• _Exercise_
Update the stretch from the start of the entries through the line containing "positive clicks: (338, 1)" by replacing "rough mask" with "coarse mask" and changing nothing else. Omit the pictures from the result.

[Records Boundary: Start]

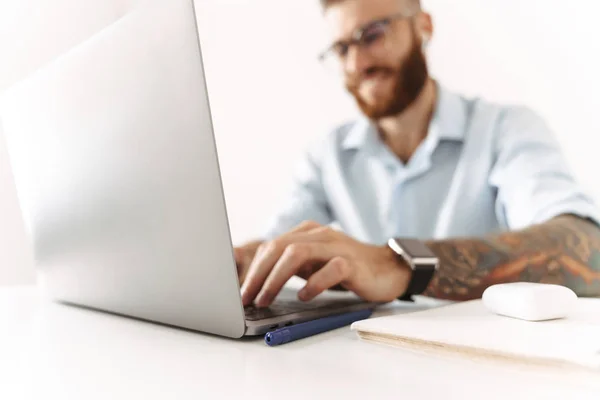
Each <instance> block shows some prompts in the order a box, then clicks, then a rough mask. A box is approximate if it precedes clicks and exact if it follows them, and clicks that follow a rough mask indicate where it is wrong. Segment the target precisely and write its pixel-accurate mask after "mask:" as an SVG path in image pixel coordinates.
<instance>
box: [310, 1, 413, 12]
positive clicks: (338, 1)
mask: <svg viewBox="0 0 600 400" xmlns="http://www.w3.org/2000/svg"><path fill="white" fill-rule="evenodd" d="M342 1H345V0H319V2H320V3H321V7H322V8H323V10H326V9H327V8H328V7H330V6H332V5H334V4H336V3H341V2H342ZM408 3H416V4H413V5H416V6H418V7H419V8H421V1H420V0H410V1H409V2H408Z"/></svg>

[Records Boundary: End]

• _Output_
Each <instance> block shows some prompts in the order a box, then clicks, then a coarse mask. A box is approximate if it precedes clicks and exact if it follows them, and clicks that follow a coarse mask indicate where it is wrong. Segment the target precisely and write its pixel-accurate mask after "mask:" as an SVG path in image pixel coordinates.
<instance>
box: [310, 1, 413, 12]
positive clicks: (338, 1)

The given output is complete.